• [GIVEN PROBLEM]:
Reproduce the material that follows, replacing "List the coordinates" with "Give the coordinates" throughout and leaving everything else unchanged. Omit the pictures from your answer.

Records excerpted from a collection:
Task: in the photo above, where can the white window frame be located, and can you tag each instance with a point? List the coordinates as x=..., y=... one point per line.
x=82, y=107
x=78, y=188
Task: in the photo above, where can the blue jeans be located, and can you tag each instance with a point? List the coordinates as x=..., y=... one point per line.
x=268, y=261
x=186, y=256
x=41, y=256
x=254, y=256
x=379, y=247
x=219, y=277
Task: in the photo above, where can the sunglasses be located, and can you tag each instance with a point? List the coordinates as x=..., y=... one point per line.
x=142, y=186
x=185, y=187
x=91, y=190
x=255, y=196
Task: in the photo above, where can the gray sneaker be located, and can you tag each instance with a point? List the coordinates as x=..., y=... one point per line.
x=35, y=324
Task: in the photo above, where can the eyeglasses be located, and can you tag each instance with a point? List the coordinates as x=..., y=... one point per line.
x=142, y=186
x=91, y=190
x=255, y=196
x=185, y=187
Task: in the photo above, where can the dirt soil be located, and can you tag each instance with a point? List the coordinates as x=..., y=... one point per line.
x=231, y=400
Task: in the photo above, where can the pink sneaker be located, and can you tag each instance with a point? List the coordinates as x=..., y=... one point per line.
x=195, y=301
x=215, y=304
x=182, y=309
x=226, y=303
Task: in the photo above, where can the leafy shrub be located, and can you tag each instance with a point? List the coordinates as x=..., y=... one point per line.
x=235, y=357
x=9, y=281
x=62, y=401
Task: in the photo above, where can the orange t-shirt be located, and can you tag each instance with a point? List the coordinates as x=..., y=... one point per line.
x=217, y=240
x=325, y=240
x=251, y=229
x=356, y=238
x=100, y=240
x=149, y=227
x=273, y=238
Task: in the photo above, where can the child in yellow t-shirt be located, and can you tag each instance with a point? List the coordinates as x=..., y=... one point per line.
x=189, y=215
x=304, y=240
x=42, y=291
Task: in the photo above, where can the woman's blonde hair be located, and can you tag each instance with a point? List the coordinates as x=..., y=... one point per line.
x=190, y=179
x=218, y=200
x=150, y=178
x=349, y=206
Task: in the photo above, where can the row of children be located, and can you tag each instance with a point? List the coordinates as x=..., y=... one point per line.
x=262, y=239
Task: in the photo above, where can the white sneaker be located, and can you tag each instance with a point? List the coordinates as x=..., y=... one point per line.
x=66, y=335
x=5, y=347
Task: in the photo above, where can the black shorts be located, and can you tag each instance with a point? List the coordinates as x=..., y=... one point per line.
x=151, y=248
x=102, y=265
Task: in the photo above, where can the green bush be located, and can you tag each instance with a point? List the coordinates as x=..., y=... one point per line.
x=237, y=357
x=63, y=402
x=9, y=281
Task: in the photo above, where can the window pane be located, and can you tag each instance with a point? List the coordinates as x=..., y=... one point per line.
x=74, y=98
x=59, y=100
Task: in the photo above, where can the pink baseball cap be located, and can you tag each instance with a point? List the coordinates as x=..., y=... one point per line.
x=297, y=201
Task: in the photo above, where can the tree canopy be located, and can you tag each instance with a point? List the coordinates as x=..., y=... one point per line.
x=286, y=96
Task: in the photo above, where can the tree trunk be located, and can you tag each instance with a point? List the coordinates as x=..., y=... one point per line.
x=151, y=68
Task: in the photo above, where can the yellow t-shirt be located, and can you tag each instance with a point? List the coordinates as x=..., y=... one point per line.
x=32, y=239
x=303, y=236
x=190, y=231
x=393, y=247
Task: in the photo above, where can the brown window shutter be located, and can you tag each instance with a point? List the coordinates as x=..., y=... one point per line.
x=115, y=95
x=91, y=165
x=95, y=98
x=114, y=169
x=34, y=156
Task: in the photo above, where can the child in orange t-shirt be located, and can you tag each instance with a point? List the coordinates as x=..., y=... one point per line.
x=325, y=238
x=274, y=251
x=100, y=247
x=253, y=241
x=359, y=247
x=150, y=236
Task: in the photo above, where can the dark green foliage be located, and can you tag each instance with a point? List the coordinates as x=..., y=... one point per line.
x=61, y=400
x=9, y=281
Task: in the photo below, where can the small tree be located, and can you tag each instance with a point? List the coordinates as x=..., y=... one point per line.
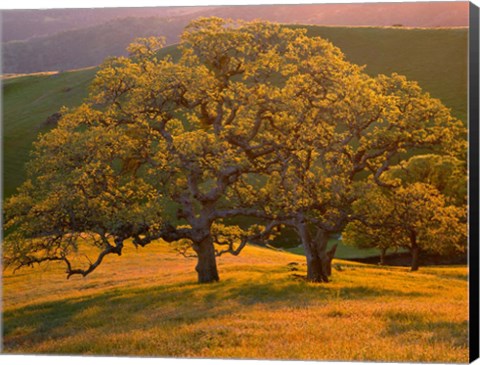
x=348, y=127
x=415, y=217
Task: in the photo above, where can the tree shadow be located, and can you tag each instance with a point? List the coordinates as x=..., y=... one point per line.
x=127, y=309
x=400, y=323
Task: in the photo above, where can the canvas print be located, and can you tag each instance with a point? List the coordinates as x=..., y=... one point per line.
x=239, y=182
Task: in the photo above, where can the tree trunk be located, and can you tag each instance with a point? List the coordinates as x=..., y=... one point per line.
x=383, y=253
x=415, y=250
x=316, y=272
x=415, y=253
x=206, y=265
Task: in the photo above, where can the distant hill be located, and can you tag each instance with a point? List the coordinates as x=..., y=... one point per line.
x=87, y=46
x=437, y=58
x=25, y=24
x=45, y=40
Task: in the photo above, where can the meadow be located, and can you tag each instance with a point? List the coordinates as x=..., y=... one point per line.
x=147, y=303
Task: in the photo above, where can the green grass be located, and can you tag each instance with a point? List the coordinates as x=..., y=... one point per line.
x=434, y=57
x=147, y=303
x=343, y=251
x=27, y=102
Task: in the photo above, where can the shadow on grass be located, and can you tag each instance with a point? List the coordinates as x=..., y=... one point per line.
x=399, y=323
x=126, y=309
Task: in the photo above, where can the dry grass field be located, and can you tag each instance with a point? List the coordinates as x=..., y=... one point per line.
x=147, y=303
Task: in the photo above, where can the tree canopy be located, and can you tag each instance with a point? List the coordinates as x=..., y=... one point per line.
x=254, y=119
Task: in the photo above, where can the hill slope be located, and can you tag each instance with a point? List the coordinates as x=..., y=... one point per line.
x=437, y=58
x=147, y=303
x=87, y=46
x=65, y=39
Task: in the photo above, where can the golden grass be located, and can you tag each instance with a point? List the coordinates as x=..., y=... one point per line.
x=147, y=303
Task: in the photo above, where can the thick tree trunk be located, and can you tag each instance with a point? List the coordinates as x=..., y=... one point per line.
x=314, y=270
x=315, y=253
x=415, y=254
x=383, y=253
x=206, y=265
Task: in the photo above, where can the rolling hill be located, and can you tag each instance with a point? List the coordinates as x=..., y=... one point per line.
x=63, y=39
x=437, y=58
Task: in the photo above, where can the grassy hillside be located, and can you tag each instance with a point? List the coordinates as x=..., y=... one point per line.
x=435, y=57
x=147, y=302
x=27, y=102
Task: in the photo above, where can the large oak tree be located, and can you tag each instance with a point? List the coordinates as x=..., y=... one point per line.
x=253, y=119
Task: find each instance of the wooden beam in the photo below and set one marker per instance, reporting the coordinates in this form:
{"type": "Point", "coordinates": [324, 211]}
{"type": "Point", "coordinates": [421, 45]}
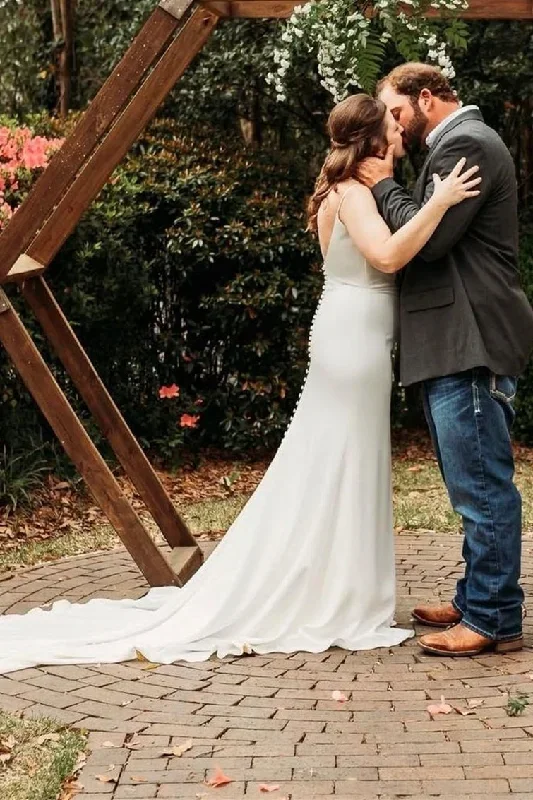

• [RESPONSE BELOW]:
Task: in the photo above, where can the white window frame be located, and can you tag each instance with a point? Give the coordinates as x=..., y=... one point per line.
x=82, y=107
x=78, y=188
Task: in the photo above, where can the blue jeans be located, and can you tag each instance with a point? Give the coordinates as x=..., y=... one point per line.
x=268, y=261
x=186, y=256
x=41, y=256
x=254, y=256
x=379, y=247
x=219, y=277
Task: in the photo above, where can the sunglasses be located, and can you tag each instance with a point? Give the coordinates as x=..., y=... one point per line.
x=142, y=186
x=185, y=187
x=91, y=190
x=255, y=196
Task: in the photo above, where can the gray sneaker be located, and can you tag each instance with a point? Give the coordinates as x=..., y=... one point per line.
x=35, y=324
Task: in the photo above, where can the eyeglasses be located, and can you tag each instance with a point? Give the coordinates as x=..., y=... one point per line.
x=142, y=186
x=91, y=190
x=255, y=196
x=185, y=187
Task: in the photo above, where can the dirt soil be located, and can you tag each instance with a point? Give the coordinates as x=..., y=... one point per line.
x=231, y=400
Task: in the photo above, where can the pink sneaker be located, and can you tag each instance with a point? Give the coordinates as x=..., y=... one point per line.
x=195, y=301
x=215, y=304
x=182, y=309
x=226, y=303
Task: in the photo above, where can the leafy shrub be located, and can you tag each instance with a point? Give the coordinates as x=..., y=... one point per line.
x=235, y=357
x=9, y=281
x=62, y=401
Task: in the photo above, where can the orange t-shirt be located, and can you tag each instance with a point? Give the coordinates as x=..., y=... one point per line.
x=217, y=240
x=325, y=240
x=251, y=229
x=356, y=238
x=100, y=240
x=149, y=227
x=273, y=238
Task: in the photo above, where can the child in yellow t-shirt be located, and can you tag each instance with a point? Give the coordinates as x=..., y=... one point per line.
x=189, y=215
x=304, y=240
x=42, y=291
Task: in the photo above, where can the woman's blonde hair be located, and can you tag each instance with a point? Give the coordinates as x=..., y=... one point per line.
x=190, y=179
x=218, y=200
x=150, y=178
x=349, y=206
Task: in the photo above, where can the row of children be located, and can you tag each instance with a point? Give the coordinates as x=..., y=... one point per line.
x=262, y=239
Task: in the photo above, where can the white sneaker be located, and can you tag each instance with a point? Give the coordinates as x=..., y=... one point per line.
x=66, y=335
x=5, y=347
Task: in the photo above, where can the black shorts be located, and can you tag each instance with a point? Give the coordinates as x=..., y=... one point per line.
x=151, y=248
x=102, y=265
Task: in the photo above, where can the green bush be located, and can you tag each instance with a point? Give the coordinates as x=..., y=... one point per line.
x=237, y=357
x=63, y=402
x=9, y=281
Task: in the photo above, where can the window pane be located, and can you tag each instance with a point? Give the coordinates as x=..., y=... one point per line.
x=74, y=98
x=59, y=100
Task: in the photo above, where can the pink baseball cap be located, and can you tag each instance with a point? Give the coordinates as x=..., y=... one point per line.
x=297, y=201
Task: in the photo above, where can the tree canopy be located, and can you tag each instance with a point? Give the coordinates as x=..., y=... one point per line.
x=286, y=96
Task: in the photo above, where can the tree trunk be located, and can you tag each instance with a point? Give the coordinates as x=..., y=... one point per line.
x=151, y=68
Task: in the photo above, where can the yellow t-shirt be located, and can you tag each instance with a point? Give the coordinates as x=..., y=... one point per line.
x=32, y=239
x=303, y=236
x=190, y=231
x=393, y=247
Task: in the photo above, where can the brown window shutter be located, and can you tag each instance with a point? Give the coordinates as x=..., y=... one point per line.
x=115, y=95
x=91, y=165
x=95, y=98
x=114, y=169
x=34, y=156
Task: in the photo above, where can the child in orange t-shirt be located, and can you tag each instance with a point? Give the coordinates as x=..., y=... one point per line.
x=325, y=238
x=274, y=251
x=100, y=247
x=253, y=241
x=359, y=247
x=150, y=236
Task: in the photo above, where can the dark green foliage be located, and can you tag each instance with a point? Give the coordinates as x=..., y=... one point per line.
x=61, y=400
x=9, y=281
Task: in the photo below, where can the small tree be located, and can you tag each instance with a point? Give the coordinates as x=..., y=... one point per line.
x=348, y=127
x=415, y=217
Task: in the photo above, where can the tree shadow be located, and can you tag each instance with a point? Give the coordinates as x=..., y=... one point per line.
x=127, y=309
x=400, y=323
Task: in the photo above, where can the canvas print be located, and can you tag each instance with a point? Give the coordinates as x=..., y=... one point per line.
x=239, y=182
Task: in the photo above, where can the tree trunk be located, and can you tag each instance with a point? Give the coordinates as x=..., y=... one point per line.
x=383, y=253
x=415, y=250
x=316, y=272
x=415, y=253
x=206, y=265
Task: in the photo above, where can the distant hill be located, and can you tag each instance with a point? Give the coordinates as x=..., y=... one point per line.
x=87, y=46
x=437, y=58
x=25, y=24
x=45, y=40
Task: in the photo above, where can the meadow be located, and can you tag each instance with a point? Give the coordinates as x=..., y=... one point per line.
x=147, y=303
Task: in the photo above, where can the green grass be located, and can you tag each instance with a point? Give the coordinates as x=..., y=... one point per line.
x=434, y=57
x=147, y=303
x=343, y=251
x=27, y=102
Task: in the photo above, where can the shadow on grass be located, and can you tag each instance with a point? Give the coordinates as x=..., y=... one point per line.
x=399, y=323
x=126, y=309
Task: in the photo above, where can the dry grass field be located, and can you tag each instance with a point? Give the coordinates as x=..., y=... one point per line.
x=147, y=303
Task: in the photo above, where can the tree canopy be located, and can you tag each instance with a point? Give the coordinates as x=..., y=... one point per line.
x=254, y=119
Task: in the photo above, where can the hill slope be located, and can you tag each instance with a point? Give the coordinates as x=..., y=... one point per line.
x=437, y=58
x=147, y=303
x=87, y=46
x=65, y=39
Task: in the photo above, where can the golden grass be located, and can you tag each instance with a point? Give the coordinates as x=..., y=... one point per line.
x=147, y=303
Task: in the photo above, where can the thick tree trunk be located, and can you tag each instance with a point? Give the coordinates as x=..., y=... one point per line.
x=314, y=270
x=315, y=253
x=415, y=254
x=383, y=253
x=206, y=265
Task: in the photo above, where can the rolling hill be located, and can you tag each instance with a point? Give the coordinates as x=..., y=... one point per line.
x=63, y=39
x=437, y=58
Task: in the photo above, where can the grassy hillside be located, and can you tag each instance with a point? Give the coordinates as x=..., y=... one point per line.
x=435, y=57
x=147, y=302
x=27, y=102
Task: in the photo above, where can the large oak tree be located, and can you tag each instance with a point? Give the coordinates as x=..., y=... one point per line.
x=253, y=119
Task: find each instance of the wooden beam in the photo below and set one marker per instance, reporting the coordinates in this form:
{"type": "Point", "coordinates": [324, 211]}
{"type": "Point", "coordinates": [421, 45]}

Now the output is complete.